# Excerpt from a dataset:
* BEGIN *

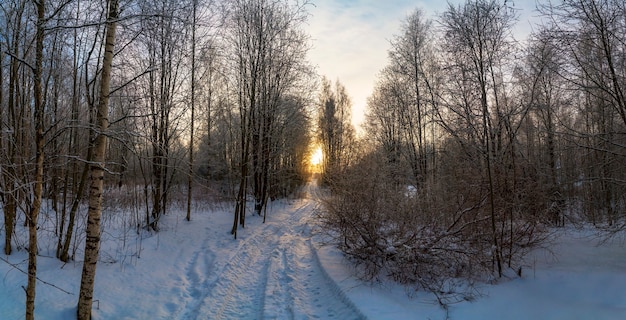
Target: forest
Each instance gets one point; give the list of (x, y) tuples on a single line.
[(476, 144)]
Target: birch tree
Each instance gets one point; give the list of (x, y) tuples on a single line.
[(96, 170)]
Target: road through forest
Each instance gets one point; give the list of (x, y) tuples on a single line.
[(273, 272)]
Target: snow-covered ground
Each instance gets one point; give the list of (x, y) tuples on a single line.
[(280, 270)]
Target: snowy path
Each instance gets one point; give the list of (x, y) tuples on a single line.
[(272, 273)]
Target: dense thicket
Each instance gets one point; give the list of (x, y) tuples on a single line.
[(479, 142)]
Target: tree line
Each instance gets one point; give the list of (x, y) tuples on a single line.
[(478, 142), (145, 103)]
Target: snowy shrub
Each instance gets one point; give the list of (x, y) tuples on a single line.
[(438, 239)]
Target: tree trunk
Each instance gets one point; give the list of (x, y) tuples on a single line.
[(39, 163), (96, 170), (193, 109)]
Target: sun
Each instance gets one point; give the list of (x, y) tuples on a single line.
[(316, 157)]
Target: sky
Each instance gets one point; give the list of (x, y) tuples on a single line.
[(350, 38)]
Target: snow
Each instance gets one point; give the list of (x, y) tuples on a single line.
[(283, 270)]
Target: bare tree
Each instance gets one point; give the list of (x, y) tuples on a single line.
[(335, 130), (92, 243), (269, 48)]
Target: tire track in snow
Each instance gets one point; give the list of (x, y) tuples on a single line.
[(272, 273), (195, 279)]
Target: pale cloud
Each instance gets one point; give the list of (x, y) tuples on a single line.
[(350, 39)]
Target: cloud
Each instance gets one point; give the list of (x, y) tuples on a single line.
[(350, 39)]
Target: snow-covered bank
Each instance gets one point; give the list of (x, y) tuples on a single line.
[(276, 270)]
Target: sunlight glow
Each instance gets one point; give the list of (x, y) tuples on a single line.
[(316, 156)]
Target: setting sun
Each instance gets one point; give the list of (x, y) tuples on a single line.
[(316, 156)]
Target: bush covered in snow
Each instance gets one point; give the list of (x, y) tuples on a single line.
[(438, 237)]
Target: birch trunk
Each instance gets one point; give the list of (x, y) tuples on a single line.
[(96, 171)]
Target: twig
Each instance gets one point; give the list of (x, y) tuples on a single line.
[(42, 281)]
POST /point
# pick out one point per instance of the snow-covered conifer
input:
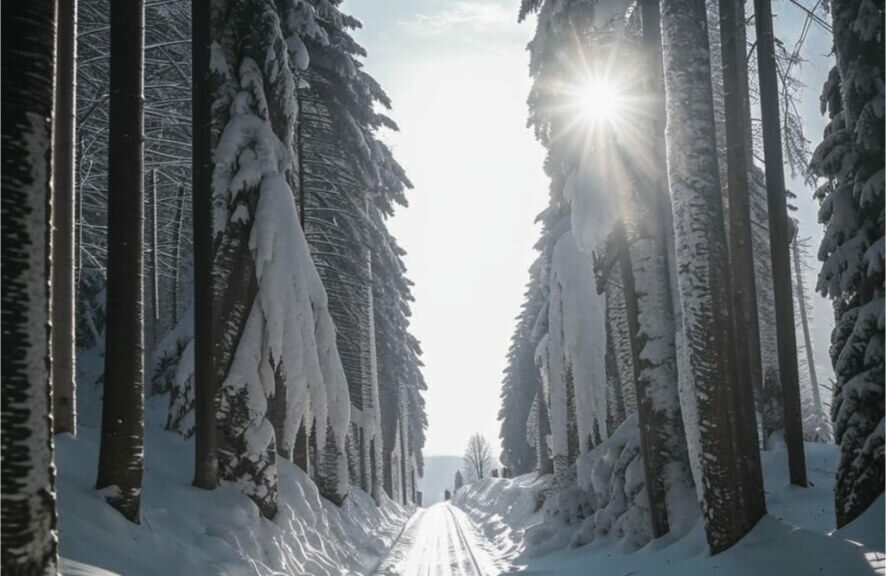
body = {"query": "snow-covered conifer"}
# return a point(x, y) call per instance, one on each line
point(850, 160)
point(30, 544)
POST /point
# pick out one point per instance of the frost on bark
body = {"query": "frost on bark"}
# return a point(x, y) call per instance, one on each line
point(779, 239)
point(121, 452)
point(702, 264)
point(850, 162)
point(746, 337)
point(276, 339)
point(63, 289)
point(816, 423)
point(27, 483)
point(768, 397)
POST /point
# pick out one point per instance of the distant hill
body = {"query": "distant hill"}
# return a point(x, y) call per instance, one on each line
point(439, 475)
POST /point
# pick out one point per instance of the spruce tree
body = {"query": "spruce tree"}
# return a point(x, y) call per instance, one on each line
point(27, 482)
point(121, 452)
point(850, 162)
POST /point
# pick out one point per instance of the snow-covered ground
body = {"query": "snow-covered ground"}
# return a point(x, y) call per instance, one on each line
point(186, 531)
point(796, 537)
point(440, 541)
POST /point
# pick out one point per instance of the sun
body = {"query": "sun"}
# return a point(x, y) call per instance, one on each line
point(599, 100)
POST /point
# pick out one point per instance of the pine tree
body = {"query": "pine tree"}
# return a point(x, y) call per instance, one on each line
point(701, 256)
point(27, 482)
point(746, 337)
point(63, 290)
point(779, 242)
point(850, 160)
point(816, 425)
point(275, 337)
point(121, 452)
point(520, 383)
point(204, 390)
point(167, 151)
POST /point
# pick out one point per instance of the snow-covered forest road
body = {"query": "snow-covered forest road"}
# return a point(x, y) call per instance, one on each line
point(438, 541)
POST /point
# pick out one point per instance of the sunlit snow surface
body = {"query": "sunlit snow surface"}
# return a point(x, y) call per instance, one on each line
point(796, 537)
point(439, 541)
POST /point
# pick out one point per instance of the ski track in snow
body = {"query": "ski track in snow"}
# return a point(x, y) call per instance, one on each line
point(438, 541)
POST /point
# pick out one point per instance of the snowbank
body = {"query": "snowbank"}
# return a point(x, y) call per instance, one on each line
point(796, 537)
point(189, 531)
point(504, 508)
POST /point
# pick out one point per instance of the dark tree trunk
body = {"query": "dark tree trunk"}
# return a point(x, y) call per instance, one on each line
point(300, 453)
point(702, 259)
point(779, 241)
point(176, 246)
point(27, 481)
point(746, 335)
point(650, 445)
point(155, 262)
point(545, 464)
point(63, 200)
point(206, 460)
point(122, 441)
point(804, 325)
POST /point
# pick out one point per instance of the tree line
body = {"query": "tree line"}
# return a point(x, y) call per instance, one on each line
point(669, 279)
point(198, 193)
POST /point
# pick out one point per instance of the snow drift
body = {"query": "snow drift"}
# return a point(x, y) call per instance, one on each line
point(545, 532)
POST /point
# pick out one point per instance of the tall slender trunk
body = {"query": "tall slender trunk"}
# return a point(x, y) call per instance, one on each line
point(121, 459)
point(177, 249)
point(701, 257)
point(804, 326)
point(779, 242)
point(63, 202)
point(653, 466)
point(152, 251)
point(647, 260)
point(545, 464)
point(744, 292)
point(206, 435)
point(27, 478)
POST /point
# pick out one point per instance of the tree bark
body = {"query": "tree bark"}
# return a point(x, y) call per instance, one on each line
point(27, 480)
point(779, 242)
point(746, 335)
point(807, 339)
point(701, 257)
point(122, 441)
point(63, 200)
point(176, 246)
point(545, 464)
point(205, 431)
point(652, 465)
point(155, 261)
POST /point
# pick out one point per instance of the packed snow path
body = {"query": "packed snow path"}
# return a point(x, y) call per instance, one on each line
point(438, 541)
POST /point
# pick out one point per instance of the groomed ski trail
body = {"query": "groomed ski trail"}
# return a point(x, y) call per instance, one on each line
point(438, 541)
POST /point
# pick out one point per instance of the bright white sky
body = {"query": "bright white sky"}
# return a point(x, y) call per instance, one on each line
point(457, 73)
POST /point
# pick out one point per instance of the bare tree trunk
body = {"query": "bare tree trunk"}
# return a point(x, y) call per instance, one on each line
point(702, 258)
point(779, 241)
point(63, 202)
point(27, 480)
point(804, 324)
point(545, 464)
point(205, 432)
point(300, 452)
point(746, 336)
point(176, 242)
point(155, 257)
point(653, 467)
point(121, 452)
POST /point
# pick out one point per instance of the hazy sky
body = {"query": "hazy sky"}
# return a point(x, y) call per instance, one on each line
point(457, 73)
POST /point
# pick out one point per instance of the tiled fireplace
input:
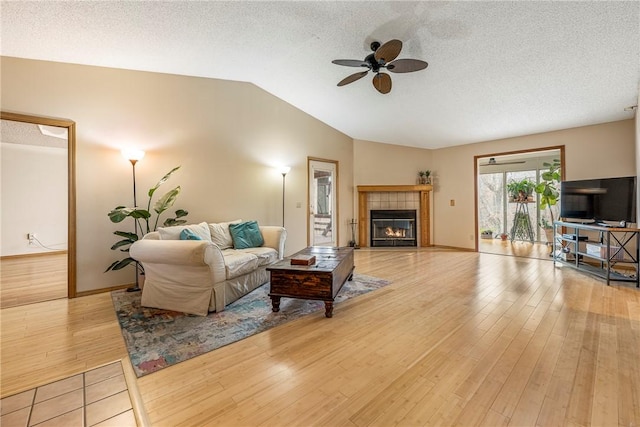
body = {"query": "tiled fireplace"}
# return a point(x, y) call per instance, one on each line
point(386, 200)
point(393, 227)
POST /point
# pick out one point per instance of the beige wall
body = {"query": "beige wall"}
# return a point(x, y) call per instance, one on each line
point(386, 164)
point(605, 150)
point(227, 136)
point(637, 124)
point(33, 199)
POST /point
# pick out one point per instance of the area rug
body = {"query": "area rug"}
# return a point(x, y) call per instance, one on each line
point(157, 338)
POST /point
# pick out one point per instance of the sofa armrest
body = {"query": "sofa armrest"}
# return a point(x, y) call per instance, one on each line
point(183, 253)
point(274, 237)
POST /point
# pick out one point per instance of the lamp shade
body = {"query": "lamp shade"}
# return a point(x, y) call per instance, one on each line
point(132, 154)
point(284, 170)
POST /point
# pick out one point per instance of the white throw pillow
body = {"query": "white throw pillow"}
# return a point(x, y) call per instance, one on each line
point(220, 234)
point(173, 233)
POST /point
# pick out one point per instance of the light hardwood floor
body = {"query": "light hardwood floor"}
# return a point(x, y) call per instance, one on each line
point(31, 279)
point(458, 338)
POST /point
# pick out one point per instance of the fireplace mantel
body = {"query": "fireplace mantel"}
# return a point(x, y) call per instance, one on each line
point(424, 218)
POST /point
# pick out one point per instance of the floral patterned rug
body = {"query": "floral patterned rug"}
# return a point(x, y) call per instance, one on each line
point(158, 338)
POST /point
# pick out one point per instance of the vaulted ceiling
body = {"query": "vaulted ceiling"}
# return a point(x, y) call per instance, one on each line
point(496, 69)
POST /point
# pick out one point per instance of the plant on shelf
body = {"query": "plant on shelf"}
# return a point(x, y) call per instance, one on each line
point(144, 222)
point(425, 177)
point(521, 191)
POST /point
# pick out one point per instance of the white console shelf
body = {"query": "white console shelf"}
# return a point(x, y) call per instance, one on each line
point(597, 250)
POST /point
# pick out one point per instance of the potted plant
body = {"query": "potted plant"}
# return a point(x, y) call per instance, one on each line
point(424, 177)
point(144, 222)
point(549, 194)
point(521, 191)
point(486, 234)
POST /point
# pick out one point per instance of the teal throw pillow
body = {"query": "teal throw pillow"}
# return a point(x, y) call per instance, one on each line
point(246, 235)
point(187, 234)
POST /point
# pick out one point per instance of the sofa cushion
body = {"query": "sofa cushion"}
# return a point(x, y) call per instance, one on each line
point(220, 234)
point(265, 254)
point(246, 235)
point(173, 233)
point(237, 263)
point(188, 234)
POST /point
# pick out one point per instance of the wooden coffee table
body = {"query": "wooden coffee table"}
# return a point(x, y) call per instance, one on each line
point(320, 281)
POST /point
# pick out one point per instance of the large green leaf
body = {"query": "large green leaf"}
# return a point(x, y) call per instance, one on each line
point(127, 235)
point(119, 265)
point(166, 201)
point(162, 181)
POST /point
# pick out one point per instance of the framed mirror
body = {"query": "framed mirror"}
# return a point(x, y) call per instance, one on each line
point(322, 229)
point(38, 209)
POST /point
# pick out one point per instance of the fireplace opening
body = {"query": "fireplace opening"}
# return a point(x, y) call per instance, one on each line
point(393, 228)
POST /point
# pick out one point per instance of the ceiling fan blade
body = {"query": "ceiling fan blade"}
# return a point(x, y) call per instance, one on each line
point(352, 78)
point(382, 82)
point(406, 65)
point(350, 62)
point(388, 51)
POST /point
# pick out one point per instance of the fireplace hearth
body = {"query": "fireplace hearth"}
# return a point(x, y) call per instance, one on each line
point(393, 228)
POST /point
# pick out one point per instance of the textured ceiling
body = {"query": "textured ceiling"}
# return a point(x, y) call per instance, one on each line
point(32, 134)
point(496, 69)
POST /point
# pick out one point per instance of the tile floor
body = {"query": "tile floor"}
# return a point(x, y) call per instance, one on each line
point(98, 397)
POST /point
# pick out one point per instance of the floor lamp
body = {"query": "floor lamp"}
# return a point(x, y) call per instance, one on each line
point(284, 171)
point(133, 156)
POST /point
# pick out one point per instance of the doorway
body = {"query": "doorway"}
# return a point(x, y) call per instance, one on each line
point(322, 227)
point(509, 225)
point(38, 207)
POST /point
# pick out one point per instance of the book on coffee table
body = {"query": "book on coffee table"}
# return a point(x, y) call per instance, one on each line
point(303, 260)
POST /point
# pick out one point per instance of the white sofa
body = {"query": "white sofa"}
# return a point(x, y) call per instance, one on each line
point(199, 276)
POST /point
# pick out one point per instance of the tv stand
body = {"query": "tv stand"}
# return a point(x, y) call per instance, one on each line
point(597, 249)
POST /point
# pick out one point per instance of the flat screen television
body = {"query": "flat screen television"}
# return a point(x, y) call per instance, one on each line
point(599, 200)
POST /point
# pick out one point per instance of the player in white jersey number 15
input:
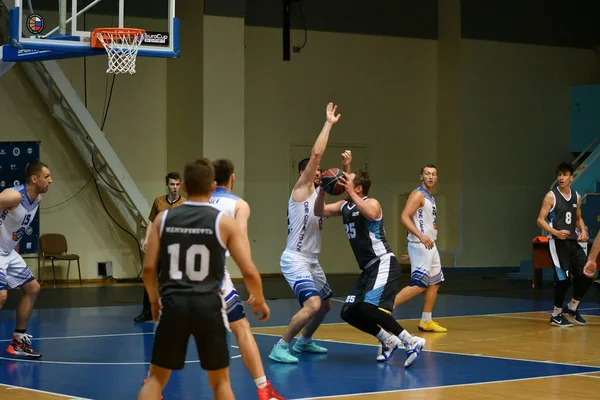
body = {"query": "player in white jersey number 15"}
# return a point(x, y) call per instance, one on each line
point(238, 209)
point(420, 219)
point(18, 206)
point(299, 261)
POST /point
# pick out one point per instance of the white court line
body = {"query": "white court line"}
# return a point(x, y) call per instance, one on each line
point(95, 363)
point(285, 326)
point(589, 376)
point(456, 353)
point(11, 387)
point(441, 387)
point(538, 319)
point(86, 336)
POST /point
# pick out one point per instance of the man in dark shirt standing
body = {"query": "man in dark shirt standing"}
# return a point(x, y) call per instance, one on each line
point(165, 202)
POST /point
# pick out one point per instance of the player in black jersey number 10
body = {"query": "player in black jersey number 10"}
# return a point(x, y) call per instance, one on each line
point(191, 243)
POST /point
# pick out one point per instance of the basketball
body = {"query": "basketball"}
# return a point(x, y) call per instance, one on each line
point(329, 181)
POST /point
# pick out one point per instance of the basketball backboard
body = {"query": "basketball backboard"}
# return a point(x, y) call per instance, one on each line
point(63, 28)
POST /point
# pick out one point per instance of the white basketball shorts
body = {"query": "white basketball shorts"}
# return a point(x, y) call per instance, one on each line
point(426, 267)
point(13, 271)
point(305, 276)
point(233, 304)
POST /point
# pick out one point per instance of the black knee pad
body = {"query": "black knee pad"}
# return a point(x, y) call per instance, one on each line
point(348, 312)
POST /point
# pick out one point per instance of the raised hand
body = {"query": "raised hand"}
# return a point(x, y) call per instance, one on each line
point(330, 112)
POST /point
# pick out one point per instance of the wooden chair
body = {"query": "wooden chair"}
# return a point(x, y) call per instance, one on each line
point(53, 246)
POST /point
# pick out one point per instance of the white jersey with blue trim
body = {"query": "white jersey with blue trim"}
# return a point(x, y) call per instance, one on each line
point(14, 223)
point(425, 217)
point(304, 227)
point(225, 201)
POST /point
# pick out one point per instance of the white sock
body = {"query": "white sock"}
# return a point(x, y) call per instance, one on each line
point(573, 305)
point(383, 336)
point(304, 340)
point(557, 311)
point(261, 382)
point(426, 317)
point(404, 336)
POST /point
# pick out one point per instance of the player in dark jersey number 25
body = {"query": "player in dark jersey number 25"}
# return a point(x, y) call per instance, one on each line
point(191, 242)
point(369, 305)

* END *

# Work to be completed:
From the items above, pull out each line that contains the word "groomed" and reproduce those lines unchanged.

# The reply:
# pick out one point per instance of the groomed ski trail
body = {"query": "groomed ski trail"}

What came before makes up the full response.